Exercise material ▸
····················
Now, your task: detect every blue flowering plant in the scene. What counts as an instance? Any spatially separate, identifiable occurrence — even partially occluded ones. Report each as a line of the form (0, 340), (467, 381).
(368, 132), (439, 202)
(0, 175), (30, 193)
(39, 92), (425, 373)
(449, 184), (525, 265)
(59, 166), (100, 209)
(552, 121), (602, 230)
····················
Required task ▸
Reproduce the entire listing above verbatim, preserving every line without alteration or omission.

Exercise solution ▸
Now, your task: detect every blue flowering plant in the scene. What counts as an instance? Any spatially separate, identifiable occurrence — even partially occluded ones. Report each as a line of the form (0, 340), (467, 381).
(368, 132), (439, 202)
(0, 175), (30, 193)
(39, 92), (425, 373)
(449, 184), (525, 265)
(59, 166), (100, 209)
(552, 121), (602, 230)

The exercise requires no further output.